— Supplied entries —
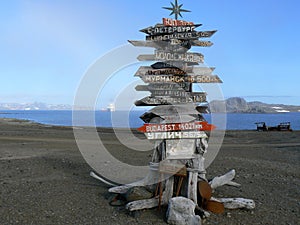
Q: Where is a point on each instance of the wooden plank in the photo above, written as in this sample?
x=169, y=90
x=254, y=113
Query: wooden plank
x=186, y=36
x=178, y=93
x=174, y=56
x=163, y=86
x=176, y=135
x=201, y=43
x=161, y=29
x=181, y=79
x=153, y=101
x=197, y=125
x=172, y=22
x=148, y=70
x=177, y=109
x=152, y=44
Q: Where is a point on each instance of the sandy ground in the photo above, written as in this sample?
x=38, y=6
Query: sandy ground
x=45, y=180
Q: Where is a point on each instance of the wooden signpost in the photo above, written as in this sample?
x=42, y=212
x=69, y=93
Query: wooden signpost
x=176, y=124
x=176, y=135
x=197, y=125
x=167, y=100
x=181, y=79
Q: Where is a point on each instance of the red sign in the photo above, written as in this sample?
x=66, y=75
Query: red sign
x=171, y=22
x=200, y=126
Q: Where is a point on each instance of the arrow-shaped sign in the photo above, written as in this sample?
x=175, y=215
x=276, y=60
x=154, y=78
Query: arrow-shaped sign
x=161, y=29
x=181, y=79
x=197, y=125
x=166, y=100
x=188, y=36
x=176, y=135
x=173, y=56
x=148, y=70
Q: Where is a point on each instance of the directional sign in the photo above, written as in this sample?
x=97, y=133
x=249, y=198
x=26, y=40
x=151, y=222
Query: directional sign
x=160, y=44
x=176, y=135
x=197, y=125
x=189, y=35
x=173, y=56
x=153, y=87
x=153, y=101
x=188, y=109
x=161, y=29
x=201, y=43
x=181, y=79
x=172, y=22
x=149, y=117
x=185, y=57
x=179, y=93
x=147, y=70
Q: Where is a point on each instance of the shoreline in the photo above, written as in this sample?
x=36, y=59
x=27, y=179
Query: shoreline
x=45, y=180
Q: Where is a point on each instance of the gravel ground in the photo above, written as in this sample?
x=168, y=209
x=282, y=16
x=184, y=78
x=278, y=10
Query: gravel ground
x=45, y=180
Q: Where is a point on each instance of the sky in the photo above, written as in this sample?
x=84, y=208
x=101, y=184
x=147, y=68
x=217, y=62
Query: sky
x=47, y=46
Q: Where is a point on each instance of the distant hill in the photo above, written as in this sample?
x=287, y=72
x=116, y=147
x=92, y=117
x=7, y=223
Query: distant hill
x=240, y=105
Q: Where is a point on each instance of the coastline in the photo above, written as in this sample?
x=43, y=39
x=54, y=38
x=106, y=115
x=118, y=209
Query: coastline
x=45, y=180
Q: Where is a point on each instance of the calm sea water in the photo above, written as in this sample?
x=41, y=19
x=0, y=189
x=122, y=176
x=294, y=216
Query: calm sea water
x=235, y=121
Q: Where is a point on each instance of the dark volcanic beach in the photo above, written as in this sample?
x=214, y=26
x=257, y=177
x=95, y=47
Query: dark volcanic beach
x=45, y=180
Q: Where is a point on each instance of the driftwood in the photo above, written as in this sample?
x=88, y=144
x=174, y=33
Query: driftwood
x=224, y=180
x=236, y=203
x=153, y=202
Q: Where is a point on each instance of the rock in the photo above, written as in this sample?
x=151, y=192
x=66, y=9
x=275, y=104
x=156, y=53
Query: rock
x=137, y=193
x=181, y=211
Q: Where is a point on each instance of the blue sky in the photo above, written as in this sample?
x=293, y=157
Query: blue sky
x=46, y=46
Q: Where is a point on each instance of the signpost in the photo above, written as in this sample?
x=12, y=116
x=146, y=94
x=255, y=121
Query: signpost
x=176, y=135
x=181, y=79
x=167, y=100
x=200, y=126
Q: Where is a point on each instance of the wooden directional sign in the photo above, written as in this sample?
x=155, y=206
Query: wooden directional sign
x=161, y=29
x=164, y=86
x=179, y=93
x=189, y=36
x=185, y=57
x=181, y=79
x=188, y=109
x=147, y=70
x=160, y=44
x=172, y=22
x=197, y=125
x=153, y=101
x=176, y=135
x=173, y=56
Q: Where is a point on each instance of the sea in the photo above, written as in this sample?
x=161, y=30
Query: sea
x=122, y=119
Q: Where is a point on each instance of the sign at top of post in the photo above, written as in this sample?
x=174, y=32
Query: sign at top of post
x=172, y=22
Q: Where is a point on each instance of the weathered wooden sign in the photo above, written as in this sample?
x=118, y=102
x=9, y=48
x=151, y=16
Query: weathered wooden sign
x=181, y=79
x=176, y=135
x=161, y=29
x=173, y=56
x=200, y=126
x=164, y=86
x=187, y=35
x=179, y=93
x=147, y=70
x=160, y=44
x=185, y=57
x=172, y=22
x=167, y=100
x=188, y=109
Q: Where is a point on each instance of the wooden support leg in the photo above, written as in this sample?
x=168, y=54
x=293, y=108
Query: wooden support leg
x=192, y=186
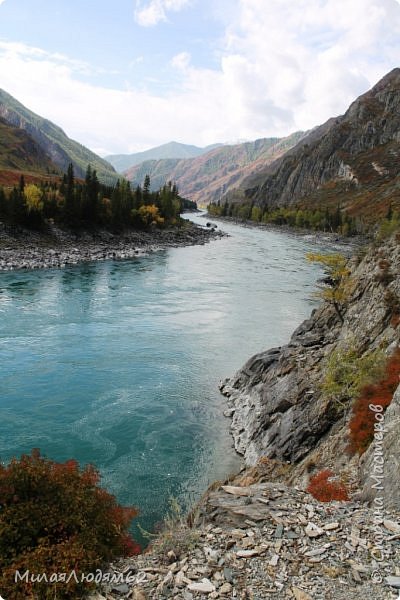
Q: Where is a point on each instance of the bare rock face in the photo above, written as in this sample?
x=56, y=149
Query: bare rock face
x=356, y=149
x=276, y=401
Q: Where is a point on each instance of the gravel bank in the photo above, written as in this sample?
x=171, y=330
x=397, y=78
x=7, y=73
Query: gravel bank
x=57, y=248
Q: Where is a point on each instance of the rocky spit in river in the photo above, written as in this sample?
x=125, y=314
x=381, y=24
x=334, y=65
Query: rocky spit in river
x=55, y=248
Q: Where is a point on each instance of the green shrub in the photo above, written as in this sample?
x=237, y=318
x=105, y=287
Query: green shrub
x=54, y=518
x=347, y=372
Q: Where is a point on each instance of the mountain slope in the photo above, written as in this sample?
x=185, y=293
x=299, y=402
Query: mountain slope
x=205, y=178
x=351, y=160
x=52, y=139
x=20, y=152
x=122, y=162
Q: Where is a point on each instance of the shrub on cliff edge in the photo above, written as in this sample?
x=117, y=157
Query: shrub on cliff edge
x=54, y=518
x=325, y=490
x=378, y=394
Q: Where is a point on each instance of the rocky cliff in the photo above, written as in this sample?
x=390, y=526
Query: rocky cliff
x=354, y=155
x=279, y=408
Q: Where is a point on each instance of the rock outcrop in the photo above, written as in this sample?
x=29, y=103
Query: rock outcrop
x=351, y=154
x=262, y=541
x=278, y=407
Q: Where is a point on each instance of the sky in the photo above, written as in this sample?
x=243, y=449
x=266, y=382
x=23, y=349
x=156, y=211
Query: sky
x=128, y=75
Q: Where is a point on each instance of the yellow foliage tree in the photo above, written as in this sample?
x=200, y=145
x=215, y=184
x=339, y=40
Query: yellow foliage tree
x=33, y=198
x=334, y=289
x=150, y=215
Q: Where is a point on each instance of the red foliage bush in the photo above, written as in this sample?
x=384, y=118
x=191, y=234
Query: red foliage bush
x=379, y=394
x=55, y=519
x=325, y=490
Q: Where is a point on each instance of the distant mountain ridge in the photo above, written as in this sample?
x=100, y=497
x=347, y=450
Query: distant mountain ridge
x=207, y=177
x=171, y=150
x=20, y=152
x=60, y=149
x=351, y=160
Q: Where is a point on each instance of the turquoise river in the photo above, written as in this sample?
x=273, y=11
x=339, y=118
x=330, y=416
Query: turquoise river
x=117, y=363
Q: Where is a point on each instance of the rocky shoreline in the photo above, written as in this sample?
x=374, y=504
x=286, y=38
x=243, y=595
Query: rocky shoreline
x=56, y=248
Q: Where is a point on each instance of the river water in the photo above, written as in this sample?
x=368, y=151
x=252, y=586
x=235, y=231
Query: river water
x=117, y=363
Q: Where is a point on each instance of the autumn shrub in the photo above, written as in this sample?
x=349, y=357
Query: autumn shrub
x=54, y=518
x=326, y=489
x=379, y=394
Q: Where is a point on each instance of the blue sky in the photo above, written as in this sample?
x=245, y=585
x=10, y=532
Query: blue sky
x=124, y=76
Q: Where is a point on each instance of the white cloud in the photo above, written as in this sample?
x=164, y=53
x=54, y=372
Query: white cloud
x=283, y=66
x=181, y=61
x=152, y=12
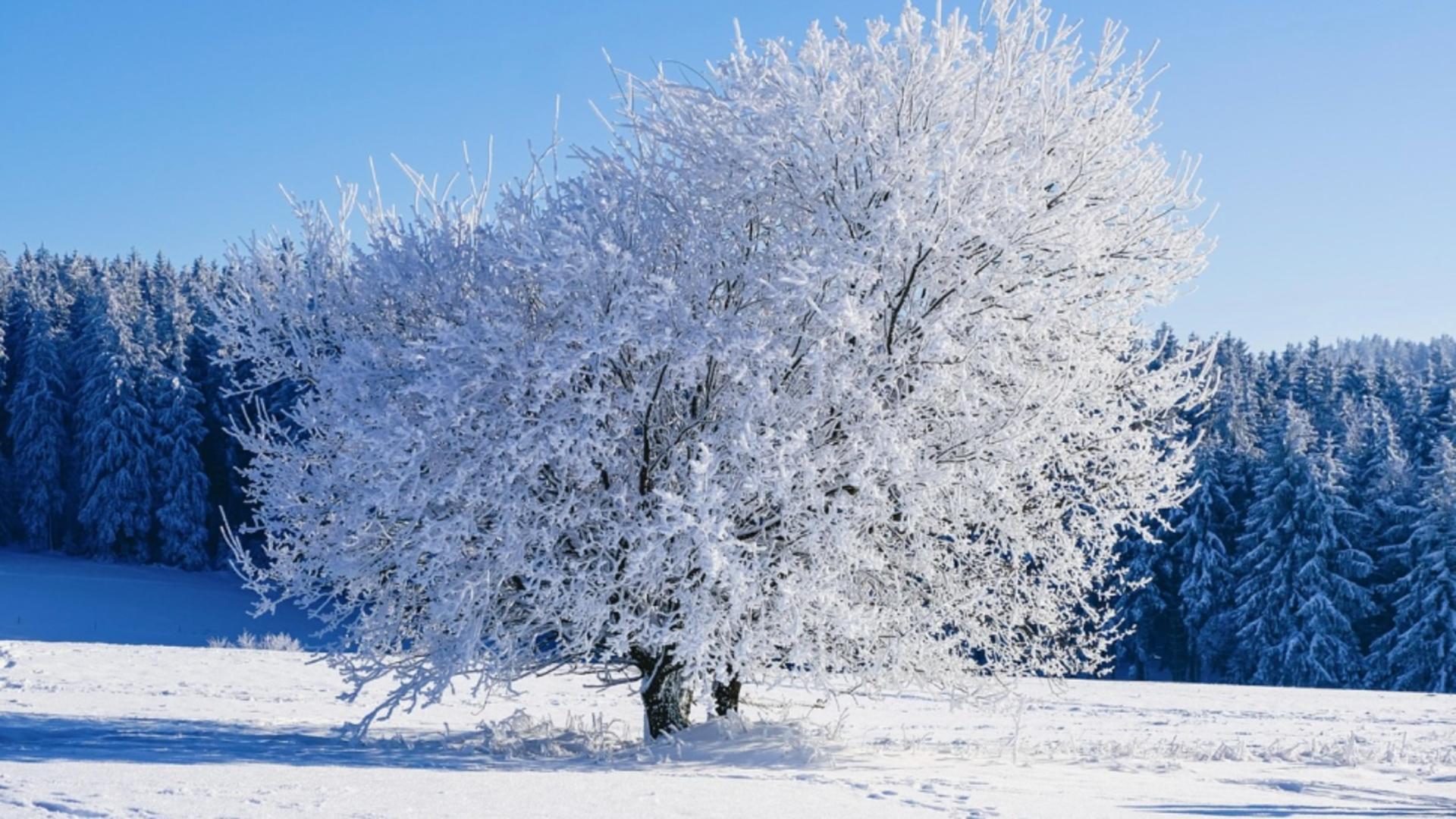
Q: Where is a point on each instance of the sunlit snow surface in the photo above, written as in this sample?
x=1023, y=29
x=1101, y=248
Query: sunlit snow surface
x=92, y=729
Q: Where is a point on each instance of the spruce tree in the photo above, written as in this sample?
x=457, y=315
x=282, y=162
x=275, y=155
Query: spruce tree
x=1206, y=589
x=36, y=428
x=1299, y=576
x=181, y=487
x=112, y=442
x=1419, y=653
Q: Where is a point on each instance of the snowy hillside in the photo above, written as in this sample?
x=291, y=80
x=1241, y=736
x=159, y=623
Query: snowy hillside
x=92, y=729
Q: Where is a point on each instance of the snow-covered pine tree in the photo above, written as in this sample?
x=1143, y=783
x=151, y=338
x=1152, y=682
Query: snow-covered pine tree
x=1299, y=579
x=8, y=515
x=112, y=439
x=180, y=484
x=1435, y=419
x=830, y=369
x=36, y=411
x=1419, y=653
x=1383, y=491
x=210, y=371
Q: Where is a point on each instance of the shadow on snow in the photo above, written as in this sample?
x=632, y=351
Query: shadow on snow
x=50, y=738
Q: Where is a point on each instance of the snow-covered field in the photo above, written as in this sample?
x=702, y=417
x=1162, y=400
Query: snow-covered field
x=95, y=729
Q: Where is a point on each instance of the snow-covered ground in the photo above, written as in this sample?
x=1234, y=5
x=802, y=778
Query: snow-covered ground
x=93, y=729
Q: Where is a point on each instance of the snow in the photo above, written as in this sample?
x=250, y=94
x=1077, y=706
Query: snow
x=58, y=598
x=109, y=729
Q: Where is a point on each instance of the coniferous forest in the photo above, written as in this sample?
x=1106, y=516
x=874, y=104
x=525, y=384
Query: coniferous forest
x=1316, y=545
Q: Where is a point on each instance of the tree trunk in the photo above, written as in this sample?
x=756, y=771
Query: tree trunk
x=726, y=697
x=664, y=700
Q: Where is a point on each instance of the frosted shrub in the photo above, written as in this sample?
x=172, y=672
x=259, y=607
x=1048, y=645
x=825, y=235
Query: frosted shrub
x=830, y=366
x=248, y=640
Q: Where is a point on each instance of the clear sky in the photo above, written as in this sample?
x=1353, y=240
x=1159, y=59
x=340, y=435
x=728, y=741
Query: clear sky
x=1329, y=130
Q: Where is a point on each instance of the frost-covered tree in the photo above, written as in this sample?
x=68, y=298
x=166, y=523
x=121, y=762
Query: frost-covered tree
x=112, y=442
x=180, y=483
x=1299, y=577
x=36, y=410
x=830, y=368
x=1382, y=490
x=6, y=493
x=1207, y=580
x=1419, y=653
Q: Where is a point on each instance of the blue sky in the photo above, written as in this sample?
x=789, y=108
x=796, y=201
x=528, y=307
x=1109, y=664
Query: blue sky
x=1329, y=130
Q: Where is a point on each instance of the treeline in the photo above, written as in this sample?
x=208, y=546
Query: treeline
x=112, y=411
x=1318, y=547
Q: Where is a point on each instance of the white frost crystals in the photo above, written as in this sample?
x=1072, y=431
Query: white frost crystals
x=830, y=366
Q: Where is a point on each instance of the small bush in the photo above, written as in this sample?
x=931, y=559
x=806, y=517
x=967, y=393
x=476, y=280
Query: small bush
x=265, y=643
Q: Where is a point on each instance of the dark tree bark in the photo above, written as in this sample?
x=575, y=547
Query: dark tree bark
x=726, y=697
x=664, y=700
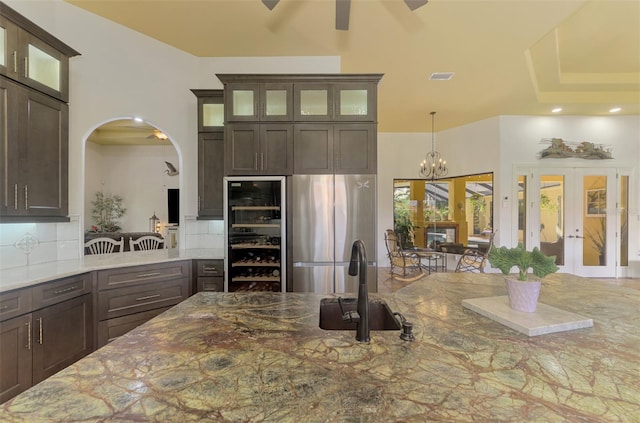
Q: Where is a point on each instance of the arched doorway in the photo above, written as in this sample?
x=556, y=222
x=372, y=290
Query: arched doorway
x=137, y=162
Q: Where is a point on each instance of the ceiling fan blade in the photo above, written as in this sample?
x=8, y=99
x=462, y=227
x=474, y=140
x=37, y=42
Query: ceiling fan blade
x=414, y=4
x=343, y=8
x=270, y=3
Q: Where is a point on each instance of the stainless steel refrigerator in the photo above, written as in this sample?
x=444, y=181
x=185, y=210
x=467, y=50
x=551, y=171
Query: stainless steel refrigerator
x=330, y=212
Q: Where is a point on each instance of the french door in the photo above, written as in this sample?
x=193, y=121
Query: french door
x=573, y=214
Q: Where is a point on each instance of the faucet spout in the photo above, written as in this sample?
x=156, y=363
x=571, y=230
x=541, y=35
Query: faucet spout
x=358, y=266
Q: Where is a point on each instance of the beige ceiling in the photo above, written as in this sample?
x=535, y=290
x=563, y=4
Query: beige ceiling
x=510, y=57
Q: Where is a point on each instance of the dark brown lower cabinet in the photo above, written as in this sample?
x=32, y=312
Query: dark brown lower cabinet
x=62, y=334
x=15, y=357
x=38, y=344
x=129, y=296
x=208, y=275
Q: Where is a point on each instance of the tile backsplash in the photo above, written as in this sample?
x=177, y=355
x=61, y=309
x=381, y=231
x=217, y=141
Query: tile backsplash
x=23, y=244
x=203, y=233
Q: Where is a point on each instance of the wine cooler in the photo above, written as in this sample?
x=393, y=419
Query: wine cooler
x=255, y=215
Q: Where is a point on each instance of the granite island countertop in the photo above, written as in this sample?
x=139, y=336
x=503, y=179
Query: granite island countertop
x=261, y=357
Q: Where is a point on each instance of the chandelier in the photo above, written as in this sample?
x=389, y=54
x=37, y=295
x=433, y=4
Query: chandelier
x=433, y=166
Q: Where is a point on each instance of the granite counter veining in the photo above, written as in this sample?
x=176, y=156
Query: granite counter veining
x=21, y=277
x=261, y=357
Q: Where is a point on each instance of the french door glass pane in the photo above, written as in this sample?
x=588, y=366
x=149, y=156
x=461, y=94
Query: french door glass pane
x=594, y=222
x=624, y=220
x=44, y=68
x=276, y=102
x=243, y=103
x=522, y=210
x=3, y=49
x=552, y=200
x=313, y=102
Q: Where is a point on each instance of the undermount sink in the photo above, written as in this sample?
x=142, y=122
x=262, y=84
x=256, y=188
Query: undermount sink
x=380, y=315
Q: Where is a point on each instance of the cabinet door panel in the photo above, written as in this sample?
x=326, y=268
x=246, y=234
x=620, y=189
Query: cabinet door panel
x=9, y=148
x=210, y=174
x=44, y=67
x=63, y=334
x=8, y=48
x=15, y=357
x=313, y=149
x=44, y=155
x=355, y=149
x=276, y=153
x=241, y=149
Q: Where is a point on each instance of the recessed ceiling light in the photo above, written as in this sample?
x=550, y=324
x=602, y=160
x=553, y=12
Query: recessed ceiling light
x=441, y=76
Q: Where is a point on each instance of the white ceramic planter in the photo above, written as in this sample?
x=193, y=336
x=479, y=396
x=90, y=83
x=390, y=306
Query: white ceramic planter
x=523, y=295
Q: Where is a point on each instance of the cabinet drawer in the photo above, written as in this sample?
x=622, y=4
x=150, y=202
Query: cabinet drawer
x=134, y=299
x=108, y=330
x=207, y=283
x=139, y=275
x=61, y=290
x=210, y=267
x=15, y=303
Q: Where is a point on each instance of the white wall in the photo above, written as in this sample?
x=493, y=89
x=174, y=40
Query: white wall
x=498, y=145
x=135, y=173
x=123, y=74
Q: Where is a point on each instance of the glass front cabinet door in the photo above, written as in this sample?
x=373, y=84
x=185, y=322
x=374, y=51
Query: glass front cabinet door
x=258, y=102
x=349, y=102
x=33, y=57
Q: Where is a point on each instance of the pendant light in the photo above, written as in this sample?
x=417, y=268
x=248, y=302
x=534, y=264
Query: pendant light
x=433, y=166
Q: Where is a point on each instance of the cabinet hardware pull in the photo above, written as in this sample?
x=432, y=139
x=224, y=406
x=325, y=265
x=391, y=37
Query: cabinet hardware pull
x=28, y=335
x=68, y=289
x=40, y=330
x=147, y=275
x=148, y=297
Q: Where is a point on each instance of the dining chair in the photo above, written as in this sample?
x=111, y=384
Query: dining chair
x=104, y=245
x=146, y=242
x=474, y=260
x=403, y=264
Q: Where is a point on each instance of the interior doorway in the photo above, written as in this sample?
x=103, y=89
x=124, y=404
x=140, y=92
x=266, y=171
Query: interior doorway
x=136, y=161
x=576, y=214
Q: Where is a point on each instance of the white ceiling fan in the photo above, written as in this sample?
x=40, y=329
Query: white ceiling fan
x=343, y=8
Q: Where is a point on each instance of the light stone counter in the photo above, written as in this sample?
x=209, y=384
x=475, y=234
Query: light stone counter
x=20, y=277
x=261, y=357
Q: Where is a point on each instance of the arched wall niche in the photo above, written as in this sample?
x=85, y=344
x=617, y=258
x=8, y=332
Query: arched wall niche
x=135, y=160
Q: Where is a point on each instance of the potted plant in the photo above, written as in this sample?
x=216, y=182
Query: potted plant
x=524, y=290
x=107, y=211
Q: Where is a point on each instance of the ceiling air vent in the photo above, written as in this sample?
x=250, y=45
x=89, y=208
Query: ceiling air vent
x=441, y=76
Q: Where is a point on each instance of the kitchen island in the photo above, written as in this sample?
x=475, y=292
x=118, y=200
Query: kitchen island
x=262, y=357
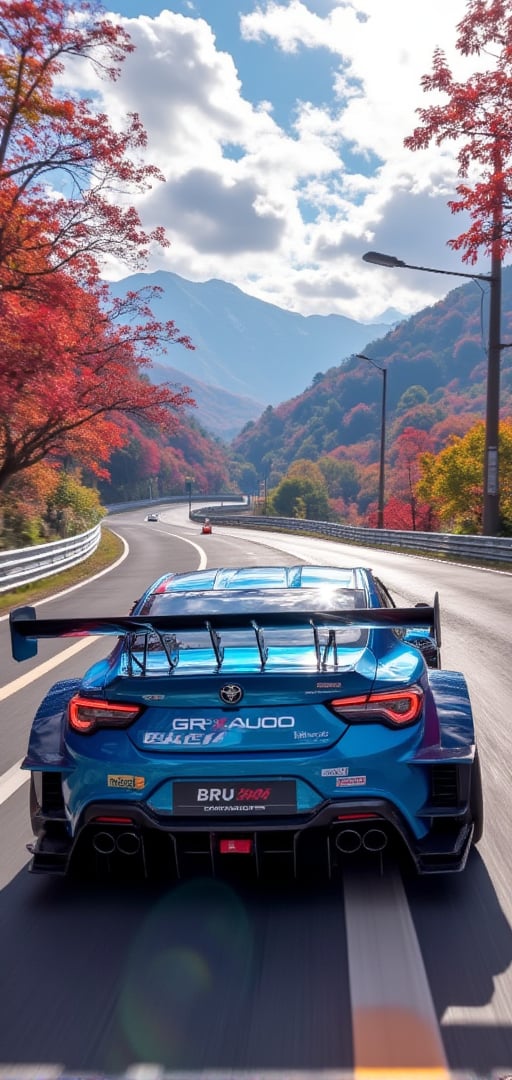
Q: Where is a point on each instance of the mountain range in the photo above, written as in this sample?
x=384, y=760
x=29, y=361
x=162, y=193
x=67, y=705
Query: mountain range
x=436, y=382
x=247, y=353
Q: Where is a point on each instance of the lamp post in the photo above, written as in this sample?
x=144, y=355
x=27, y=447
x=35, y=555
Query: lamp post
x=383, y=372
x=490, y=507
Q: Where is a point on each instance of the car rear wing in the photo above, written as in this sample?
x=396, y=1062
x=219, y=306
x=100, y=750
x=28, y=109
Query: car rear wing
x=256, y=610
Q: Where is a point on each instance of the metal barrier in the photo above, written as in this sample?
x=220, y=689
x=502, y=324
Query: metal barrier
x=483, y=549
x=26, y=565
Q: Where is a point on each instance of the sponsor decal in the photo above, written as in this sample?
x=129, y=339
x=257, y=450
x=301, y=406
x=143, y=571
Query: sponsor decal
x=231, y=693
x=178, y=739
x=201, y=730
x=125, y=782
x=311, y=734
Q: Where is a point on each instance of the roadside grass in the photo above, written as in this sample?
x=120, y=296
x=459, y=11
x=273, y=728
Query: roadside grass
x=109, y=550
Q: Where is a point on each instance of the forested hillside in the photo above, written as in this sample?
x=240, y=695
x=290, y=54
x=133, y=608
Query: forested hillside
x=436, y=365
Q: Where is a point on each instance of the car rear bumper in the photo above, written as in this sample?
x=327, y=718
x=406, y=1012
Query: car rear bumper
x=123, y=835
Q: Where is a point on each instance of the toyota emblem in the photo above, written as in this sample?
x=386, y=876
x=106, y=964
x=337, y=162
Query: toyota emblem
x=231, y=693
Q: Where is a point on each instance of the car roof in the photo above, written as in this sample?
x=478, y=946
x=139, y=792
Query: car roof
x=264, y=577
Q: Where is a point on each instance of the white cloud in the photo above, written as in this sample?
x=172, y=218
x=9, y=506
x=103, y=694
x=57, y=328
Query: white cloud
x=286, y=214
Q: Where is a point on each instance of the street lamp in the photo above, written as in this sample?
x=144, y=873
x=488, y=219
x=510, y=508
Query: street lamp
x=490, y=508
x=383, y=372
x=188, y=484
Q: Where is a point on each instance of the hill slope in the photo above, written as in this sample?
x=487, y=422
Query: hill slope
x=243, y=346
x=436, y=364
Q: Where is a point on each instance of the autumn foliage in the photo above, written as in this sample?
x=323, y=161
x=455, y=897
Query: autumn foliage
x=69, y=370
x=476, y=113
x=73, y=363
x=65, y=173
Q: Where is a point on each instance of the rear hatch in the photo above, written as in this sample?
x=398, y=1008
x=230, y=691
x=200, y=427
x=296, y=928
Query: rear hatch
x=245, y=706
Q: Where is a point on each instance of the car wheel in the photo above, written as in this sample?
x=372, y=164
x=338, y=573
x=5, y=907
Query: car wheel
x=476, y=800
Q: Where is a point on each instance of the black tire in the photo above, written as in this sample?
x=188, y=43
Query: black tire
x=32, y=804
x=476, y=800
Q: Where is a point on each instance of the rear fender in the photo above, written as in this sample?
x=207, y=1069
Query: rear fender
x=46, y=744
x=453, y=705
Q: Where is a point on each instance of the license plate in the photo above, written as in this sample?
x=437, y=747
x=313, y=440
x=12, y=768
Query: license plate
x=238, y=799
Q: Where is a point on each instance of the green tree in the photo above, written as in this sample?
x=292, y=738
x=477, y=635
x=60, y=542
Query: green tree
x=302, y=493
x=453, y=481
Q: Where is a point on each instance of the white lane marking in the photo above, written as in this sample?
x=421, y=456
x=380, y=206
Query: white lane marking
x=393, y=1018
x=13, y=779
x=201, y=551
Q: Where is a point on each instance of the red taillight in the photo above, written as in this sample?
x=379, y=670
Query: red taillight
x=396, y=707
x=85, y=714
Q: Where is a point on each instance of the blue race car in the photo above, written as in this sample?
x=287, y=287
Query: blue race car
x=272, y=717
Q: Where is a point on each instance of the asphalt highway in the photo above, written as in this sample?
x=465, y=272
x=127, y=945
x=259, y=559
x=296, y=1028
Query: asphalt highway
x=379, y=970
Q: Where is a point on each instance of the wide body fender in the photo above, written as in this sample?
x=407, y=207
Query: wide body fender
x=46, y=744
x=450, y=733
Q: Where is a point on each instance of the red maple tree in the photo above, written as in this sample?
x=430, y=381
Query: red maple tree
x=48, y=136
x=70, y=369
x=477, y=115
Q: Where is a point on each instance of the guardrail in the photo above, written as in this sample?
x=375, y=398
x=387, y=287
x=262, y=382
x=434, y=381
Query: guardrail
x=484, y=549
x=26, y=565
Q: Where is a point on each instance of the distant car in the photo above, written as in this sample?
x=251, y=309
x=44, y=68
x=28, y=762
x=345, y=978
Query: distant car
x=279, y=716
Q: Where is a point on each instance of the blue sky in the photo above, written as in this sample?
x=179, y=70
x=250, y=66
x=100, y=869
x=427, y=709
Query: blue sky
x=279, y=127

— Given exercise —
Set down, unchanged, the lines of the entries from the line containing "the ceiling fan" up to and including the line containing "x=330, y=212".

— Full answer —
Q: Where is a point on each instance of the ceiling fan blade in the photo above, written as in this sample?
x=8, y=99
x=462, y=227
x=474, y=140
x=37, y=42
Query: ceiling fan blade
x=414, y=4
x=343, y=8
x=270, y=3
Q: Where is a point on each instance of the stainless steel refrigerator in the photo above, written as in this sample?
x=444, y=181
x=185, y=210
x=467, y=50
x=551, y=171
Query: stainless steel refrigerator
x=330, y=212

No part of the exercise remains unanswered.